* [Exercise] Beginning with the line that holds "[mark] the white truck", set down each line of the data below through the very last, exactly as given, and nothing beyond that.

* [Material supplied]
————————

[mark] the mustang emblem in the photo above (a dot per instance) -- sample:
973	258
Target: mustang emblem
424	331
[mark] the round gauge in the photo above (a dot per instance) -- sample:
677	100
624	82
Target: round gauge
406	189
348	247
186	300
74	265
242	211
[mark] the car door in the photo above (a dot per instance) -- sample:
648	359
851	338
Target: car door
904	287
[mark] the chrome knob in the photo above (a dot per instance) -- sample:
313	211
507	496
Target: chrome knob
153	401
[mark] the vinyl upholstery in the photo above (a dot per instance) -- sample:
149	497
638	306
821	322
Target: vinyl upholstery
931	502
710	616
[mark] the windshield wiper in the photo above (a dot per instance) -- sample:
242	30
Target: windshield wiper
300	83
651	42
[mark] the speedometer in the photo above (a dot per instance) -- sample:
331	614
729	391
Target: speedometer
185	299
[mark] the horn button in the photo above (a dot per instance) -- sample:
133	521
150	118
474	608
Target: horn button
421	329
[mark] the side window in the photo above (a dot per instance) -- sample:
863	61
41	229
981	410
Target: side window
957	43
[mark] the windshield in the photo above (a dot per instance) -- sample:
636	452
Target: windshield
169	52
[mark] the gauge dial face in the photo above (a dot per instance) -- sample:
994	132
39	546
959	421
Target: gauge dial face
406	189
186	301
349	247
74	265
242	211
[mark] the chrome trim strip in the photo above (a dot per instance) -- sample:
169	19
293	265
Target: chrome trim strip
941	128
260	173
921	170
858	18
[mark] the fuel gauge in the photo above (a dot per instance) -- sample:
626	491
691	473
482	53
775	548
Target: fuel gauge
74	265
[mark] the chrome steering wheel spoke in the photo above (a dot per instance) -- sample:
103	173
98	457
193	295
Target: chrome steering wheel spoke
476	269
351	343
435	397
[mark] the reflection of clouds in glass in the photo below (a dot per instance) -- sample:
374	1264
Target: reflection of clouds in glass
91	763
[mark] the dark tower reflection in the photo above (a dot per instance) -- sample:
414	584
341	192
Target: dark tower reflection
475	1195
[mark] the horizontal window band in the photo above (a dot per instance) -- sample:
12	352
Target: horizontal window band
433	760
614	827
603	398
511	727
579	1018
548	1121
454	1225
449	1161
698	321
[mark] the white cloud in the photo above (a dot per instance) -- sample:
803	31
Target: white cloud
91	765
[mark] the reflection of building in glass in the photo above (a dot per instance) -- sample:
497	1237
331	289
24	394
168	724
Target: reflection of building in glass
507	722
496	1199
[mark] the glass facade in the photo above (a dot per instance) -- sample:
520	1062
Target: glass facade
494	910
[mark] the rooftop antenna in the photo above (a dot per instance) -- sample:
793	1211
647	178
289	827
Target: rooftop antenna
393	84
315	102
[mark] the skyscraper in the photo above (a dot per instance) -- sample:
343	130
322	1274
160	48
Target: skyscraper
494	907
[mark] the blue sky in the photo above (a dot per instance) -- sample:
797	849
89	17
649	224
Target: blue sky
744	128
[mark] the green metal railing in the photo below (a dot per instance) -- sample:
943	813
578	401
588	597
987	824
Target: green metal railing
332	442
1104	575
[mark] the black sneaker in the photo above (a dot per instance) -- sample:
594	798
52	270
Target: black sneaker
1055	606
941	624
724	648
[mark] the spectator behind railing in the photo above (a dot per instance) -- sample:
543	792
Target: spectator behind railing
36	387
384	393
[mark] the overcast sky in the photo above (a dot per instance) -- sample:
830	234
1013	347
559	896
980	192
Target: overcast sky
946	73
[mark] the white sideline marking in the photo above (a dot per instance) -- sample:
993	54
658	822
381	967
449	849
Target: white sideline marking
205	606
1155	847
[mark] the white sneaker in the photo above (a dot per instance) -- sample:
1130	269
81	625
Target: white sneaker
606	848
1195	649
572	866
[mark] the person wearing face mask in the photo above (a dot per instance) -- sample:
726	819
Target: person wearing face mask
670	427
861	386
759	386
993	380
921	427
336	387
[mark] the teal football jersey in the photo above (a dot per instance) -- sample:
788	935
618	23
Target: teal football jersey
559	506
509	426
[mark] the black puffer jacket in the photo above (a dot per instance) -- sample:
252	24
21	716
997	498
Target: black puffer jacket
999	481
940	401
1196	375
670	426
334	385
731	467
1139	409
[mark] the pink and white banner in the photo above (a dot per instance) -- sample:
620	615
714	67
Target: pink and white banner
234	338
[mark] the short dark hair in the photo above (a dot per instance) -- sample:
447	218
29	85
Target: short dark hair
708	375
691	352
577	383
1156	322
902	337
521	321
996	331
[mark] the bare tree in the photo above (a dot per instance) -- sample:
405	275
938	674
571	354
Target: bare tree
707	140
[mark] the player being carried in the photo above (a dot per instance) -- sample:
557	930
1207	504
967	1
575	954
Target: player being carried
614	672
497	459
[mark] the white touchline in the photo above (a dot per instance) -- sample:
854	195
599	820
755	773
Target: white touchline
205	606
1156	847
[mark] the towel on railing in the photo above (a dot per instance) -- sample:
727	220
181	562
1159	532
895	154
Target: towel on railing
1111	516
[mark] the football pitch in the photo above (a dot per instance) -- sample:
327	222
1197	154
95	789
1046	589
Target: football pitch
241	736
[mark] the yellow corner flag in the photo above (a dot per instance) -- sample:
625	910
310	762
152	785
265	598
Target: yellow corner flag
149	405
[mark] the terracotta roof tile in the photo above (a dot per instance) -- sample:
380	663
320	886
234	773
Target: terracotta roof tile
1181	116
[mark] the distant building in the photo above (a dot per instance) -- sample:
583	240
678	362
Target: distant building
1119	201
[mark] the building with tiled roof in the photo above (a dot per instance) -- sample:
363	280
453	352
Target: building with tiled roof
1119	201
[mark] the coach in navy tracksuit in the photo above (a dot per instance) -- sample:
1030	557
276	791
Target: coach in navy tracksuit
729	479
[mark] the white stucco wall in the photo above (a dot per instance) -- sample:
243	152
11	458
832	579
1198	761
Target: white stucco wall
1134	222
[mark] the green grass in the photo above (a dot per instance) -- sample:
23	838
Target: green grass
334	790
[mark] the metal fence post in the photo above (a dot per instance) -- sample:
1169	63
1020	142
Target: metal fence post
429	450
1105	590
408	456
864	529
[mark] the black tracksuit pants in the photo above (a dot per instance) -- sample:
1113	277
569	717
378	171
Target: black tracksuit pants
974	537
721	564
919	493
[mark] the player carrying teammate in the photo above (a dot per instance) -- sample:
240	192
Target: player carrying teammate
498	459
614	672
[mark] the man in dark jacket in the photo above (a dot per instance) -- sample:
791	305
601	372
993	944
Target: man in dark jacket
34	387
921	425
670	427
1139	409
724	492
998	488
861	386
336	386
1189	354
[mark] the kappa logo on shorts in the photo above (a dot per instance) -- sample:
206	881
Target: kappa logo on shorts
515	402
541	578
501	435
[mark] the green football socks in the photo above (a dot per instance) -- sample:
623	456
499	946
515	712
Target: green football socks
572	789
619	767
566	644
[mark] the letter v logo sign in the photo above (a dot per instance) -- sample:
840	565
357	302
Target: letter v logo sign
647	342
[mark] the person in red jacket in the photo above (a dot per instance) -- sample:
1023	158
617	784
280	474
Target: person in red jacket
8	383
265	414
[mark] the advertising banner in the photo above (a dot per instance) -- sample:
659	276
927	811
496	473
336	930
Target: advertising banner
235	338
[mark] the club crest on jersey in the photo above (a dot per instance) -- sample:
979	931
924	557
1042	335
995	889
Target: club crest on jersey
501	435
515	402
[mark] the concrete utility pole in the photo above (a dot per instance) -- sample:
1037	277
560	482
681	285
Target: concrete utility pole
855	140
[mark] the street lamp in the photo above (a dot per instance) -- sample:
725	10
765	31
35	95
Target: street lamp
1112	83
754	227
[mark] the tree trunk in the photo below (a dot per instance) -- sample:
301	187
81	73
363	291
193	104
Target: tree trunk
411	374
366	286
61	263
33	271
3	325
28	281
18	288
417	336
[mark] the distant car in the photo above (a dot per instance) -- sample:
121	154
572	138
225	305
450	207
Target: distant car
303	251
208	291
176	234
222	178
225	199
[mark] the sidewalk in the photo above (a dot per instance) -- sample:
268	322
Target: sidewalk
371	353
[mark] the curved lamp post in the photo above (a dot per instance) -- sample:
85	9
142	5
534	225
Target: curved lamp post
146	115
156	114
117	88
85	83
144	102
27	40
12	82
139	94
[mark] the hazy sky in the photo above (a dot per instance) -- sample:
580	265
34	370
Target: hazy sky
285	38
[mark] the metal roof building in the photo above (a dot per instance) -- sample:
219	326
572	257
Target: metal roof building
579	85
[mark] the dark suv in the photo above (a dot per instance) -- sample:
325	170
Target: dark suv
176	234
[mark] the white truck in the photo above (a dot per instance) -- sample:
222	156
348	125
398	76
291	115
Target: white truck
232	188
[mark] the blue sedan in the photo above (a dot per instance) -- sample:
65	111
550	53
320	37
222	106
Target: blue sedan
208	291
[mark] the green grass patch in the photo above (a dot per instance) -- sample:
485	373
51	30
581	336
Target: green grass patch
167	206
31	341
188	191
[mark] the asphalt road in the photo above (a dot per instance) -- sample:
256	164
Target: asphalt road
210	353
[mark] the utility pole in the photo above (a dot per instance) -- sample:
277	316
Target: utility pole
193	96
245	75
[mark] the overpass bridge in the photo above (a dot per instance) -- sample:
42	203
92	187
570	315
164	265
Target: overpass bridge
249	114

————————

* [Correct result]
[mark] the white truck in the photo above (a dot per instance) -- sample:
222	156
348	125
398	76
291	115
Target: white truck
232	188
[mark] the blue sedan in the photo above (a dot per instance) -- sample:
65	111
550	53
320	37
222	106
Target: blue sedan
208	291
[mark] the green grass patch in the photo above (a dot per instance) -- sample:
485	373
51	30
581	336
Target: green grass patch
167	206
31	341
188	191
[mark] the asphalt road in the photo above (a dot per instance) -- sample:
256	164
Target: asphalt road
210	353
[mark] the utility pole in the photo above (a dot per instance) -- sample:
277	316
Target: utility pole
193	96
245	75
[mark] the overpass bridge in the photo above (a dot per instance) -- sample:
42	203
92	187
570	315
164	265
Target: overpass bridge
249	114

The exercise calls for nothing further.